Task directions ->
Your task is to repeat all of the data exactly while excluding the pictures.

▼

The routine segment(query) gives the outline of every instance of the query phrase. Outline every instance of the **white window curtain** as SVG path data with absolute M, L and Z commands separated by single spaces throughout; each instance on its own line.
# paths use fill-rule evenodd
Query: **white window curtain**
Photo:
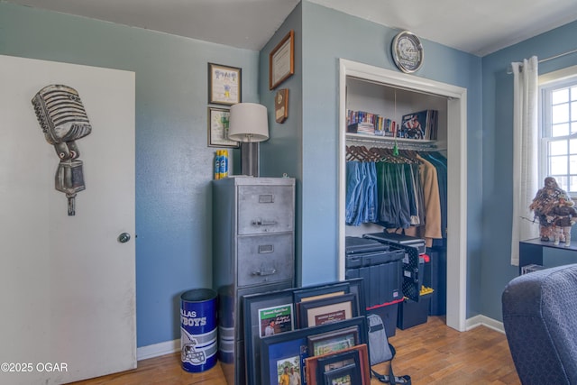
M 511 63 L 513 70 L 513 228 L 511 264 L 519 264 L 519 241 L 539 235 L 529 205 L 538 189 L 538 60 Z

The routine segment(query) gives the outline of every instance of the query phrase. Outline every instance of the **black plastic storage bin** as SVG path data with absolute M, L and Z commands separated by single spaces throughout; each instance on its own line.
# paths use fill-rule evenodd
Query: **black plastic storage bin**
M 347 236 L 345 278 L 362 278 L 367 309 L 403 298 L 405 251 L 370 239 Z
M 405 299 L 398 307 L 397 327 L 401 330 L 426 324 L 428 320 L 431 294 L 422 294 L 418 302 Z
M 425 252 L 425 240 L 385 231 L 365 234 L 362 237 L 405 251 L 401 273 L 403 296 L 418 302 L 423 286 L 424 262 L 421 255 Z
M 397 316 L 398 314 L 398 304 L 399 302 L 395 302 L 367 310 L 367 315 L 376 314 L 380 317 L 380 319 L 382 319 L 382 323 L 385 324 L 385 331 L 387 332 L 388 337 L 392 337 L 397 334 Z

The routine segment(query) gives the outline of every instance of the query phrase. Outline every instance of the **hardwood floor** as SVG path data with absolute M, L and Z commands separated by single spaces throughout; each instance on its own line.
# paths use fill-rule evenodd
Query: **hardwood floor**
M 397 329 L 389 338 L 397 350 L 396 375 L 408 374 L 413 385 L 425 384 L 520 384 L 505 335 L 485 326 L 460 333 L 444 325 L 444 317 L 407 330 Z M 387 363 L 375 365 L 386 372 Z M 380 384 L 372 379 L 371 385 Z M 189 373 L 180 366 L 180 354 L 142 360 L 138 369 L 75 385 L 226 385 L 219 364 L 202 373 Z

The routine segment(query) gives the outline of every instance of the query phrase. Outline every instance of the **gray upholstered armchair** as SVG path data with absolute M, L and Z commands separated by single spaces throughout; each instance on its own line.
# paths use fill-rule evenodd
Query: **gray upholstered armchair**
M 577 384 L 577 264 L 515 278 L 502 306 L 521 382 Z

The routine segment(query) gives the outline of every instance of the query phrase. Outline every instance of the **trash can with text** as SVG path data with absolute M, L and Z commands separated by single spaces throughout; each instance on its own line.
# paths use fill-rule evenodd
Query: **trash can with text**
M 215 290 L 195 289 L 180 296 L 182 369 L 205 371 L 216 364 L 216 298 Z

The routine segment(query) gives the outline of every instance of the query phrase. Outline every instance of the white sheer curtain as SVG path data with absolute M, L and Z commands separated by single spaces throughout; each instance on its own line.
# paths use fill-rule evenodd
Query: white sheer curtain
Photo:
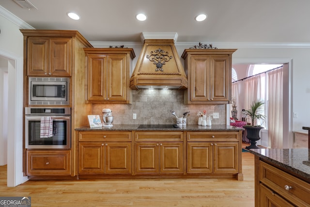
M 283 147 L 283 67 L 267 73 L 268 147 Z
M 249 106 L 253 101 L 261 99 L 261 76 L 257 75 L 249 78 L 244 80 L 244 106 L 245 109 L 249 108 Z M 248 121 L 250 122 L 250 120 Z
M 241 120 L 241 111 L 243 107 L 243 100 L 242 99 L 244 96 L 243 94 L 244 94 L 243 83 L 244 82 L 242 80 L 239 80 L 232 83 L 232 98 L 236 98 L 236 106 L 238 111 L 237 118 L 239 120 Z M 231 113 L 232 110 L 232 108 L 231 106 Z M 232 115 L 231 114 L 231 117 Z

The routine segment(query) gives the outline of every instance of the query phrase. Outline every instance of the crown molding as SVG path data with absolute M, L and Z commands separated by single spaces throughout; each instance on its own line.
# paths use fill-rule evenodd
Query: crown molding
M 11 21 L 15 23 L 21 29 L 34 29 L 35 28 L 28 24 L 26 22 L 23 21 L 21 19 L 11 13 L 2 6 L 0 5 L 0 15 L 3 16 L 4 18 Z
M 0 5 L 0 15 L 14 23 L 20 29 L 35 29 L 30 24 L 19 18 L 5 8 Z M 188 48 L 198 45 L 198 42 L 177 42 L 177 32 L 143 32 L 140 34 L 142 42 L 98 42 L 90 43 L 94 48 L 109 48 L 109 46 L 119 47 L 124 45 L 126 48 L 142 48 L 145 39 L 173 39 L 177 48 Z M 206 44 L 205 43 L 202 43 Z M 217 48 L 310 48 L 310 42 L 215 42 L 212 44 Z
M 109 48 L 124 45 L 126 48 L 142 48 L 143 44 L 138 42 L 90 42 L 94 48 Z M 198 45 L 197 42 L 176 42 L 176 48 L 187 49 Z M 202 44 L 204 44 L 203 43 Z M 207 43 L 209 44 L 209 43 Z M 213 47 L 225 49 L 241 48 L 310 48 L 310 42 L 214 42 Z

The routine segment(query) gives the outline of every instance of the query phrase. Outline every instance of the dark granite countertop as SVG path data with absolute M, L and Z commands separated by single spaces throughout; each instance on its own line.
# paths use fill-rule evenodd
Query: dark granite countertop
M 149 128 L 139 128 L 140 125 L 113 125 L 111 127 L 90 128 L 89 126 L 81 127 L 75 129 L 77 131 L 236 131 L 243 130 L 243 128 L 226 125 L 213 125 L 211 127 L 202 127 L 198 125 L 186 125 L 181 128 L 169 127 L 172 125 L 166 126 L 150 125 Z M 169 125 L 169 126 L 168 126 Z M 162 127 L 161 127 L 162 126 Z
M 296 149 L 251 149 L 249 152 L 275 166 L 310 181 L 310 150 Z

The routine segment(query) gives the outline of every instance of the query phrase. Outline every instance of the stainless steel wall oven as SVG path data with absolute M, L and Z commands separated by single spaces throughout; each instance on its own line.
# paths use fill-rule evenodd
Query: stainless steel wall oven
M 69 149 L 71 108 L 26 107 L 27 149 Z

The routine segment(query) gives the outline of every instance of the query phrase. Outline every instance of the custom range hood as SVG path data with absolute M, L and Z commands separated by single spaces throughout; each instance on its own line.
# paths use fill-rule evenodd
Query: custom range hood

▲

Task result ->
The routine segment(query) gives the outline of every instance of the query phrase. Outline every instance of the **white window curtain** as SVG path data with absolute M, L and Z commands separated by single spaces throughout; each instance on its own line.
# paths use fill-rule evenodd
Query: **white window curtain**
Photo:
M 511 63 L 513 70 L 513 228 L 511 264 L 519 264 L 519 241 L 539 235 L 529 205 L 538 189 L 538 60 Z

The routine segment(query) gives the outline of every instance of the query phrase. Outline every instance of the **black plastic storage bin** as SVG path data with absolute M, L and Z commands separated by single spaces throughout; each instance on its own line.
# paths use fill-rule evenodd
Query: **black plastic storage bin**
M 347 236 L 345 278 L 362 278 L 367 309 L 403 298 L 405 251 L 370 239 Z
M 405 299 L 398 307 L 397 327 L 401 330 L 426 324 L 428 320 L 431 294 L 422 294 L 418 302 Z
M 425 252 L 425 240 L 385 231 L 365 234 L 362 237 L 405 251 L 401 273 L 403 296 L 418 302 L 423 286 L 424 262 L 421 255 Z
M 397 316 L 398 314 L 398 304 L 399 302 L 395 302 L 367 310 L 367 315 L 376 314 L 380 317 L 380 319 L 382 319 L 382 323 L 385 324 L 385 331 L 387 332 L 388 337 L 392 337 L 397 334 Z

The routine segment(query) gives the outline of every instance of the query phrase. Outline every instance of the **hardwood floor** as SVG path data with absolute M, L and Z commands separated by single spaces throughout; each instance on its own line.
# paths use fill-rule evenodd
Query: **hardwood floor**
M 397 329 L 389 338 L 397 350 L 396 375 L 408 374 L 413 385 L 425 384 L 520 384 L 505 335 L 485 326 L 460 333 L 444 325 L 444 317 L 407 330 Z M 387 363 L 375 365 L 386 372 Z M 380 384 L 372 379 L 371 385 Z M 189 373 L 180 366 L 180 354 L 142 360 L 138 369 L 75 385 L 226 385 L 219 364 L 202 373 Z

The routine segment(query) gives the outline of every instance of the query phrase. Outline every instance of the **gray upholstered armchair** as SVG path data with absolute M, L and Z commands separated by single spaces throughout; each instance on its own line.
# paths use fill-rule evenodd
Query: **gray upholstered armchair**
M 577 384 L 577 264 L 515 278 L 502 306 L 521 382 Z

The routine segment(query) gives the outline of every instance of the query phrase. Outline every instance of the **trash can with text** as SVG path data with absolute M, L and Z commands separated by single spaces throughout; each instance on its own line.
# paths use fill-rule evenodd
Query: **trash can with text**
M 215 290 L 195 289 L 180 296 L 182 369 L 205 371 L 216 364 L 216 298 Z

The routine segment(query) gives the outline of every instance of the query phrase. Outline every instance of the white sheer curtain as SVG path data with absolute M, L and Z commands separated by single spaces throughout; each instance on its own line.
# paths use fill-rule evenodd
Query: white sheer curtain
Photo:
M 283 147 L 283 67 L 267 73 L 268 147 Z
M 249 106 L 253 101 L 261 99 L 261 76 L 257 75 L 249 78 L 244 80 L 244 106 L 245 109 L 249 108 Z M 248 121 L 250 122 L 250 120 Z
M 241 120 L 241 111 L 243 107 L 243 100 L 242 99 L 244 96 L 243 94 L 244 94 L 243 83 L 244 82 L 242 80 L 239 80 L 232 83 L 232 98 L 236 98 L 236 106 L 238 111 L 237 118 L 239 120 Z M 231 113 L 232 110 L 232 108 L 231 106 Z M 232 115 L 231 114 L 231 117 Z

The routine segment(query) gives the outline of every instance of the query phrase. Outline every instance of the crown molding as SVG path data with absolute M, L and Z commands separated by single spaces throughout; each instance on its own line.
# paths use fill-rule evenodd
Query: crown molding
M 11 21 L 15 23 L 21 29 L 34 29 L 35 28 L 28 24 L 26 22 L 23 21 L 21 19 L 11 13 L 2 6 L 0 5 L 0 15 L 3 16 L 4 18 Z
M 0 5 L 0 15 L 14 23 L 20 29 L 35 29 L 30 24 L 19 18 L 5 8 Z M 188 48 L 198 45 L 198 42 L 177 42 L 177 32 L 143 32 L 140 34 L 142 42 L 98 42 L 90 43 L 94 48 L 109 48 L 109 46 L 119 47 L 124 45 L 126 48 L 142 48 L 145 39 L 173 39 L 177 48 Z M 206 44 L 205 43 L 202 43 Z M 217 48 L 310 48 L 310 42 L 215 42 L 212 44 Z
M 109 48 L 124 45 L 126 48 L 142 48 L 143 44 L 138 42 L 90 42 L 94 48 Z M 198 45 L 197 42 L 176 42 L 176 48 L 187 49 Z M 202 44 L 204 44 L 203 43 Z M 207 43 L 209 44 L 209 43 Z M 213 47 L 225 49 L 241 48 L 310 48 L 310 42 L 214 42 Z

The routine segment(query) gives the outline of every instance of the query phrase. Outline every instance of the dark granite countertop as SVG path data with absolute M, L and Z commands separated by single spaces throughout; each instance on its own line.
# paths use fill-rule evenodd
Query: dark granite countertop
M 149 128 L 139 128 L 140 125 L 113 125 L 111 127 L 90 128 L 89 126 L 81 127 L 75 129 L 77 131 L 236 131 L 243 130 L 243 128 L 226 125 L 213 125 L 211 127 L 202 127 L 198 125 L 186 125 L 181 128 L 169 127 L 172 125 L 166 126 L 150 125 Z M 169 125 L 169 126 L 168 126 Z M 162 127 L 161 127 L 162 126 Z
M 296 149 L 251 149 L 249 152 L 275 166 L 310 181 L 310 150 Z

The routine segment(query) gives the outline of every instance of the query phrase. Outline every instance of the stainless steel wall oven as SVG path data with absolute M, L and Z commands separated by single spaces throughout; each instance on its own line.
# paths use fill-rule evenodd
Query: stainless steel wall oven
M 69 149 L 71 108 L 26 107 L 27 149 Z

The routine segment(query) gives the outline of every instance of the query phrase. Outline every instance of the custom range hood as SVG path data with absolute M, L and Z commands separated by single spaces throughout; each instance on its own line.
# paths use fill-rule evenodd
Query: custom range hood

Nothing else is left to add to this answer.